Außerdem wird Boris vielfach als charakterlos und egoman beschrieben. Und sein berühmter exzentrischer Charme ist für Außenstehende kaum nachzuvollziehen. Wie gut seine Karten für die Nachfolge von Theresa May sind, ist jedoch schwer einzuschätzen: In der Öffentlichkeit wird er von vielen inzwischen verachtet, an der Basis der konservativen Partei soll er weiter viel Unterstützung haben.
Michael Gove
Er war der zweite Mann im Brexit-Duo, das 2016 um die Downing Street kämpfte. Gove besiegelte sein Schicksal dadurch, dass er kurz vor der Entscheidung Boris Johnson in den Rücken stach und ihn als ungeeignet für das Regierungsamt beschrieb. Dem stimmten zwar auch bei den Tories manche zu, aber als Königsmörder disqualifizierte Michael Gove sich damit selbst.
In der ersten Regierungsbildung von Theresa May blieb er danach außen vor. Erst nach der verhagelten Wahl 2017 bot sie ihm den zweitrangigen Posten des Umweltministers an. Seitdem arbeitet Gove an seiner Rehabilitation, hält sich politisch bedeckt und ist ziemlich loyal gegenüber May. Von ihm ist aus der Brexit-Kampagne der Satz überliefert, dass Großbritannien danach alle Karten in der Hand halten werde.
Gove kann immerhin kohärente Pläne für politische Vorhaben entwickeln, wenn ihm neben dem Charakterproblem auch weiterhin der Ruch des Musterschülers anhaftet. Er ist fleißig, liest Akten und hat sogar Ideen. Allerdings verströmt Michael Gove das Charisma eines Klassenbesten und kann nicht mal bei seinen Anhängern Zuneigung erwecken.

| ROHDATEN |
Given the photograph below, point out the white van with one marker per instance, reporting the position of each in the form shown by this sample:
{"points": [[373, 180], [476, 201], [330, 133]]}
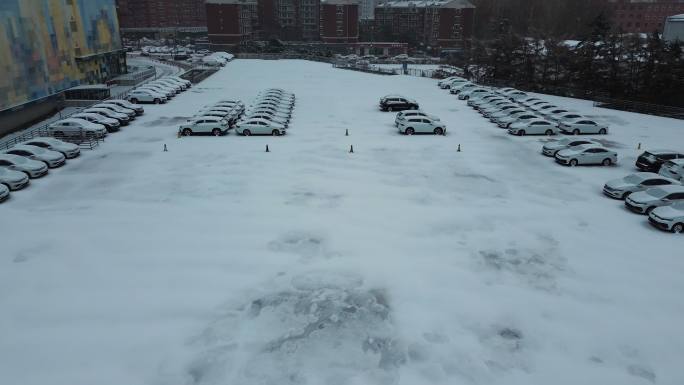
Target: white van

| AUFGABENSTELLUNG |
A - Geben Sie aus dem Auszug über mögliche Nachfolger von Theresa May eine Passage wörtlich aus. Beginnen Sie bei den Worten „Außerdem wird Boris“ und enden Sie nach „sich damit selbst.“.
B - Führen Sie den Auszug über mögliche Nachfolger von Theresa May im Anschluss an seinen letzten Satz weiter.

| GEGEBENE ANTWORTEN |
A -
Außerdem wird Boris vielfach als charakterlos und egoman beschrieben. Und sein berühmter exzentrischer Charme ist für Außenstehende kaum nachzuvollziehen. Wie gut seine Karten für die Nachfolge von Theresa May sind, ist jedoch schwer einzuschätzen: In der Öffentlichkeit wird er von vielen inzwischen verachtet, an der Basis der konservativen Partei soll er weiter viel Unterstützung haben.
Michael Gove
Er war der zweite Mann im Brexit-Duo, das 2016 um die Downing Street kämpfte. Gove besiegelte sein Schicksal dadurch, dass er kurz vor der Entscheidung Boris Johnson in den Rücken stach und ihn als ungeeignet für das Regierungsamt beschrieb. Dem stimmten zwar auch bei den Tories manche zu, aber als Königsmörder disqualifizierte Michael Gove sich damit selbst.

B -
Unter ferner liefen
Die Liste der Anwärter Marke "Unter ferner liefen" ist schier endlos. Dazu gehören auch der frühere Brexit-Minister David Davis, der sich durch seine besonders desinteressierte, uninformierte und berühmt aktenfreie Verhandlungsführung mit der EU auszeichnete. Allerdings ist es zuletzt stiller um ihn geworden.
Auch der zweite Ex-Brexit-Minister, der in Brüssel ein ähnlich ahnungsloser Unterhändler war, versucht sich jetzt als Premierminister-Kandidat und sucht die Unterstützung harter Brexiteers. Dominic Raab räumte in einer Anhörung ein, dass er das irische Karfreitags-Abkommen nicht einmal gelesen hatte, über das er doch mit der EU verhandelte. Raab dürfte ein bis zwei Lichtjahre von einer Mehrheit entfernt sein.
Zu den Möchtegern-Kandidaten gehört auch Innenminister Sajid Javid. Der frühere Bankmanager ist erst seit 2014 im Kabinett - und was ihn für das Amt des Premierministers befähigen könnte, wissen nur er selbst, seine Frau und seine drei engsten Freunde. Immerhin hat er einige der schlimmsten Fehler von Theresa May als frühere Innenministerin aufgefangen.
Genannt wird auch hin und wieder die frühere Innen- und jetzige Arbeitsministerin Amber Rudd. Im politischen Spektrum der Tories gilt sie eher als Liberale. Rudd ist sowohl fähig als auch sympathisch, aber leider eine EU-Freundin, was ihre Chancen auf Mays Nachfolge daher wie Butter in der Sonne schmelzen lässt.
Auch Fraktionsführerin Andrea Leadsom macht sich irgendwie Hoffnungen. Sie fiel aber schon 2016 aus dem Rennen und hat seitdem weder an politischer Statur noch an Überzeugungskraft gewonnen.
Und schließlich gibt es noch Jungspunde wie Verteidigungsminister Gavin Williamson, der allerdings unlängst mit der Entsendung britischer Kriegsschiffe in das Südchinesische Meer drohte, was ihn auch irgendwie disqualifiziert.
So ziemlich der einzige in Mays Umgebung, der nicht auf ihre Nachfolge schielt, ist der skandalgeplagte Verkehrsminister Chris Grayling. Als er unlängst für den Fall eines harten Brexit zusätzliche Fähren für den Einsatz zwischen Dover und Calais mieten sollte, bestellte er sie bei einer Firma, die nicht eine einzige Fähre hat. Das Land lachte über "Failing Grayling".